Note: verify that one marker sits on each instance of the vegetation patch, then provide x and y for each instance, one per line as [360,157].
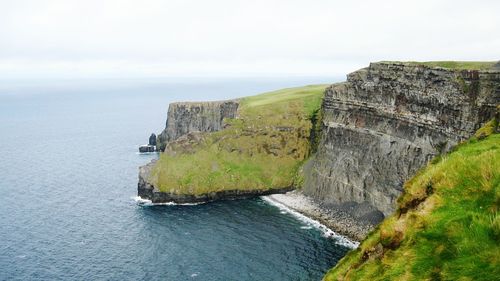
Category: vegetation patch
[455,65]
[263,148]
[447,226]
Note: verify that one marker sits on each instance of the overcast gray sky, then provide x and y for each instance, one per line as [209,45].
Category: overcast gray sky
[146,38]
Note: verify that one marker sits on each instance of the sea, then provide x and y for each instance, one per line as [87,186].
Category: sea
[68,183]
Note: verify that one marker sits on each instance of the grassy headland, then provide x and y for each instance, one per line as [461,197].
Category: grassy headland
[447,226]
[263,148]
[456,65]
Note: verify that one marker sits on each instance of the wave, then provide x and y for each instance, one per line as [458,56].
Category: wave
[327,232]
[146,202]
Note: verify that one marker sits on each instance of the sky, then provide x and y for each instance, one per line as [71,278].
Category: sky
[233,38]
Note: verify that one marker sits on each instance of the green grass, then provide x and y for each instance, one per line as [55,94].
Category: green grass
[447,226]
[456,65]
[261,149]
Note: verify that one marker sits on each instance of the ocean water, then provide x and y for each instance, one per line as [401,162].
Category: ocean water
[68,175]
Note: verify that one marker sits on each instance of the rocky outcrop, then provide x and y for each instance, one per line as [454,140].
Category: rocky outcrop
[385,123]
[152,139]
[186,117]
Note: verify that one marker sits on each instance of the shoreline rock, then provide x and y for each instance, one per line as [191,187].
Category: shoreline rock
[337,220]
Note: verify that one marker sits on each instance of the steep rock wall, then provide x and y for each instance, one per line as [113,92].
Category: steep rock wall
[386,122]
[187,117]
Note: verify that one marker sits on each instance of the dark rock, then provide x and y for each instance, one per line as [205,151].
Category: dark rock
[152,139]
[147,148]
[187,117]
[386,122]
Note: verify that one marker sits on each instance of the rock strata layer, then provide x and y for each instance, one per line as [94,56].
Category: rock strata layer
[386,122]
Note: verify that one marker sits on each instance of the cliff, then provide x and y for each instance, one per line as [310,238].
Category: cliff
[186,117]
[386,122]
[232,149]
[446,226]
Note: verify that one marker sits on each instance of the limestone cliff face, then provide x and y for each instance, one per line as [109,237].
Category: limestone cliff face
[386,122]
[187,117]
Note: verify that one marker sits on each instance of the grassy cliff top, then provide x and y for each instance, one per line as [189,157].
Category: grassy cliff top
[456,65]
[447,226]
[262,148]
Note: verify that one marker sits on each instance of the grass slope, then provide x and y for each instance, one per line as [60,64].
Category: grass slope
[457,65]
[447,226]
[261,149]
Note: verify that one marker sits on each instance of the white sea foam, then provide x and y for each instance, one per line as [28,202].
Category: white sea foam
[147,202]
[327,232]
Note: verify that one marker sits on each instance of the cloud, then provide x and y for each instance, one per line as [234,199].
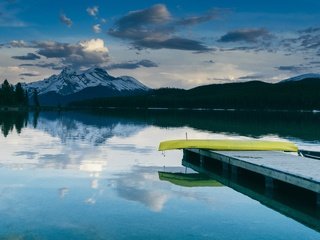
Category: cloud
[64,19]
[83,54]
[29,56]
[93,11]
[43,65]
[291,68]
[245,35]
[18,44]
[96,28]
[155,28]
[310,30]
[132,65]
[211,15]
[30,74]
[251,77]
[9,15]
[173,43]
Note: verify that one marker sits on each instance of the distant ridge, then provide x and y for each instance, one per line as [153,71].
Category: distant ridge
[71,85]
[253,95]
[302,77]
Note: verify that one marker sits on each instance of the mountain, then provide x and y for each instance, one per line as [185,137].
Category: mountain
[302,77]
[254,95]
[71,85]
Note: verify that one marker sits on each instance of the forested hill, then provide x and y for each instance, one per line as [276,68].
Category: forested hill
[288,95]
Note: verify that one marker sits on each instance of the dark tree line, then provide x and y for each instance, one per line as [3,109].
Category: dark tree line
[13,95]
[300,95]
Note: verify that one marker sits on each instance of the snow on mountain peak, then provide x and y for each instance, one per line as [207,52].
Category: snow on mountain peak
[70,81]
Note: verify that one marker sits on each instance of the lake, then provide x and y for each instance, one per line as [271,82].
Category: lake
[95,175]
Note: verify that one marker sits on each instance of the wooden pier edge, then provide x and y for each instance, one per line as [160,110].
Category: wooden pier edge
[272,165]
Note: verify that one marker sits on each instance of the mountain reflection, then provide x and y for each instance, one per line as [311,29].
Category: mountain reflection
[12,120]
[96,127]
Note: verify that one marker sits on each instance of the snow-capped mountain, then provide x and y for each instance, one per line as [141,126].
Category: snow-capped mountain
[301,77]
[70,81]
[71,85]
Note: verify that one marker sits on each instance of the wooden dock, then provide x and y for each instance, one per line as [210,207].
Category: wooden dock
[291,169]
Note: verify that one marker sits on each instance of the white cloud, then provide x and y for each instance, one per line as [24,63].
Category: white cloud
[96,28]
[93,11]
[64,19]
[94,45]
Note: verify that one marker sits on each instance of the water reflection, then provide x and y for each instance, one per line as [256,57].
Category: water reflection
[104,166]
[96,127]
[11,120]
[293,202]
[188,179]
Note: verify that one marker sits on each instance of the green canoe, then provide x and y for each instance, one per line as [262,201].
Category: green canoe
[229,145]
[188,179]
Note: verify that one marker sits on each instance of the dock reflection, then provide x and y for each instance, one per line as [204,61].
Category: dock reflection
[289,201]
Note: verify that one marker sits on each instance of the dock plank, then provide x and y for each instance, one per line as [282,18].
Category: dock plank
[296,170]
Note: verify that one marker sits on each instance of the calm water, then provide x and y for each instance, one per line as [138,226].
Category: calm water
[95,176]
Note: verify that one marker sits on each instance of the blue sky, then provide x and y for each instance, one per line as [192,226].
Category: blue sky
[161,43]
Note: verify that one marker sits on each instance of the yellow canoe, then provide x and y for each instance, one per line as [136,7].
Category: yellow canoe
[229,145]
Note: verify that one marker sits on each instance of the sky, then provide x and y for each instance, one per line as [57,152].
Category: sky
[172,43]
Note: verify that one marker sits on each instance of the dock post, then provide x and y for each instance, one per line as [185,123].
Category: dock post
[201,160]
[269,185]
[234,173]
[225,169]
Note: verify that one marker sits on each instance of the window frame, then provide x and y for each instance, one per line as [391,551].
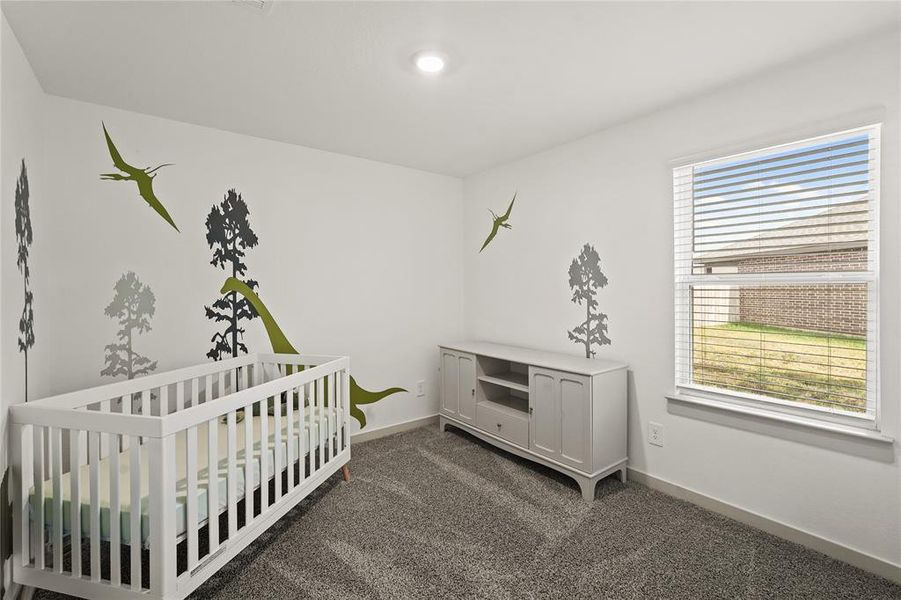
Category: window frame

▶ _Task objective_: Return each entry exactly as given. Leave the images out.

▶ _Task solution_:
Note: verify that one marker sits on each instance of the vegetation patch, then provide x and y for each instance, one per line as [360,157].
Category: vegetation patch
[455,65]
[263,148]
[447,226]
Note: verify that one marker sits on each instance of the overcast gray sky, then provide x and y for each instance, one per line as [209,45].
Category: overcast gray sky
[146,38]
Note: verify that one marker sits on each instance of the sea, then provide x and y for each instance, one per line as [87,186].
Category: sea
[68,183]
Note: verify that one marker sits on each instance of the grassy headland, then provide x and y for each instance, one per line as [461,197].
Category: grassy headland
[447,226]
[263,148]
[456,65]
Note: verify that one marker sits on each instance of the wave, then provide x and y for each instance, one per line as [458,56].
Category: wave
[327,232]
[146,202]
Note: verify that one marker sits on each instance of the sky, then provide x and y for each instance, one per line as [71,278].
Category: sky
[233,38]
Note: verify that one marker sits on each instance of the green grass, then provide x and y for each instance, one per line as [55,94].
Category: green grass
[447,226]
[456,65]
[261,149]
Note: verify that one marker sits on each instance of the ocean water, then provide x and y for each instance, one per line as [401,162].
Category: ocean water
[68,175]
Note: verify that one marker sits on each instance of the rocky outcrop, then provide x and y for each instance, one per line as [454,140].
Category: rocky outcrop
[385,123]
[152,139]
[186,117]
Note: verify that one marker sits on each instance of the shoreline rock, then provide x and y for each instance, one per line as [191,187].
Category: shoreline rock
[337,220]
Note: verify that one marker sits on each instance of the steep rock wall, then provide x and y for each instance, one per line as [113,92].
Category: steep rock wall
[386,122]
[187,117]
Note: verify that one marker sits on each instance of the dark rock, then provide x and y for each instance, one per line as [205,151].
Category: dark rock
[152,139]
[147,148]
[187,117]
[386,122]
Note: verify that one marker sits on each instance of the rock strata layer, then provide x and y for each instance, one per line as [94,56].
Category: rock strata layer
[386,122]
Note: verify that one marker sits on each instance of the cliff, then provide x and y for each instance, one per line as [310,238].
Category: cliff
[186,117]
[386,122]
[232,149]
[446,226]
Note: verify that one marker sits on each instance of the limestone cliff face, then provide x and y for each instance, one per line as [109,237].
Category: limestone cliff face
[386,122]
[187,117]
Note: verify that one marker sits on each instance of the grassy cliff top, then provide x and y for each instance, one per line as [189,157].
Category: grassy cliff top
[456,65]
[447,226]
[262,148]
Note: verify that one marker sits on each instance of the grass slope, then provide x and y for each instance, one per line as [60,64].
Category: grass slope
[457,65]
[447,226]
[261,149]
Note: verify that one marker sits on each instance of the white sea foam, then provide x and y for each instance, one per line as [28,202].
Category: white sea foam
[147,202]
[327,232]
Note: verify that one marker sits on each instance of the cloud, then provide x and y for each instance, one per line as [234,199].
Category: cloud
[64,19]
[83,54]
[29,56]
[93,11]
[43,65]
[291,68]
[245,35]
[18,44]
[96,28]
[155,28]
[310,30]
[132,65]
[211,15]
[30,74]
[251,77]
[9,15]
[173,43]
Note: verify that one marker sits on each instance of the distant ridge, then provide x and y for each instance, one per line as [153,71].
Category: distant ridge
[71,85]
[253,95]
[302,77]
Note: verify that one marker sits on each instance of the mountain, then provide x and y for each instance, one per line as [185,137].
Category: mountain
[302,77]
[254,95]
[71,85]
Note: verify that one marker sits on each instance of the forested hill, then provide x and y for each instance, one per line as [276,68].
Category: forested hill
[288,95]
Note: verify that one marker sits on each instance of the dark tree line, then provide x and y for each instance, one per line as [3,109].
Category: dark tree line
[13,95]
[300,95]
Note: verify that one marker sits on each instance of the snow on mountain peak, then provide x and y for each instance, one per line as [207,52].
Category: snow on mountain peak
[70,81]
Note: verify that one marker sits on each instance of the lake, then provide x and y for each instance, one per line as [271,82].
Category: lake
[95,175]
Note: verify that one marker sits on each instance of the wooden pier edge, then provide x and y for each instance, one per line as [160,110].
Category: wooden pier edge
[272,165]
Note: verify that one marker sits on each instance of the mountain reflection, then provide x and y for each instance, one per line as [311,29].
Category: mountain reflection
[12,120]
[96,127]
Note: verify that one marker sits on each instance of the snow-capped mountain, then provide x and y for each instance, one per line as [141,126].
Category: snow-capped mountain
[301,77]
[70,81]
[71,85]
Note: verify that one marker sits on each instance of the wooden dock, then provide x and y for each instance, one per line as [210,207].
Category: wooden dock
[291,169]
Note: verify that one marker sits on each instance of the white cloud, then provide x and y for each instance, one per line as [24,63].
Category: white cloud
[96,28]
[93,11]
[64,19]
[94,45]
Note: verify that one marker sits on each instance of the water reflection, then provide x and y for each instance, one per line as [256,57].
Category: water reflection
[104,166]
[96,127]
[11,120]
[293,202]
[188,179]
Note: verify that one marker sits on each instance of the green canoe, then provide x and y for each instance, one per line as [262,201].
Category: green canoe
[229,145]
[188,179]
Note: verify that one marker sits on each instance of the dock reflection, then provide x and y for each instance, one per line as [204,61].
Category: dock reflection
[289,201]
Note: verify that one marker sits on each instance of the dock plank, then provide x and y for each instance, one per line as [282,18].
Category: dock plank
[296,170]
Note: verify that one marker sits on each instance of the calm water, then provide x and y for each instance, one per line as [138,226].
Category: calm water
[95,176]
Note: verify that one marker sits on each instance of the blue sky, then provide x and y for each instance, one per line as [192,226].
Category: blue sky
[161,43]
Note: verify that one marker sits on each instance of the yellow canoe, then provide x and y for each instance, one per line as [136,7].
Category: yellow canoe
[229,145]
Note: verify that one marker sits on each instance of the sky, then provide x and y for each instance, one per line as [57,152].
Category: sky
[172,43]
Note: verify that one marker sits on each instance of the dock post, then provide x and y for each instance, one per line as [185,123].
Category: dock post
[201,160]
[269,185]
[234,173]
[225,169]
Note: verify that one marker sits on each instance of the window frame, then provide x and y for each instance, one per line as [391,551].
Category: window frame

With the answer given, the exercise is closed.